• _PROBLEM DESCRIPTION_: Format the lines below as a JSON list of strings, one string per line, skipping blank lines and leaving out the pictures.

********

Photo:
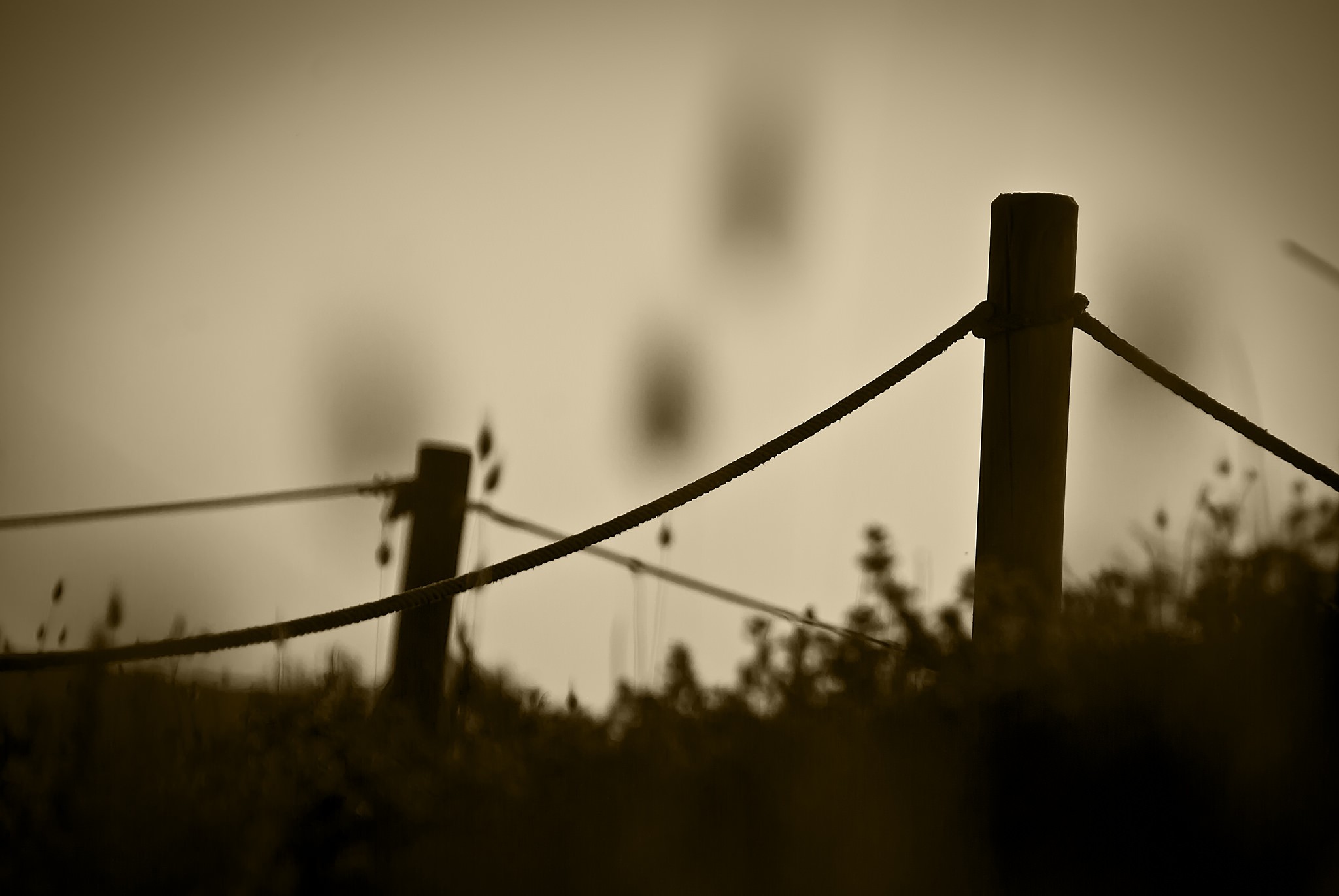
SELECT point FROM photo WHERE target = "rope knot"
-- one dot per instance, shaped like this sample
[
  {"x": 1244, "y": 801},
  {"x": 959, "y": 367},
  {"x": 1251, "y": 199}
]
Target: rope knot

********

• _RESULT_:
[
  "Photo:",
  "SELECT point FROM photo WHERE target = \"rope knot\"",
  "-- one dot per instance, shaped like this sample",
  "[",
  "  {\"x\": 1244, \"y\": 801},",
  "  {\"x\": 959, \"y\": 367},",
  "  {\"x\": 1251, \"y\": 199}",
  "]",
  "Target: rope knot"
]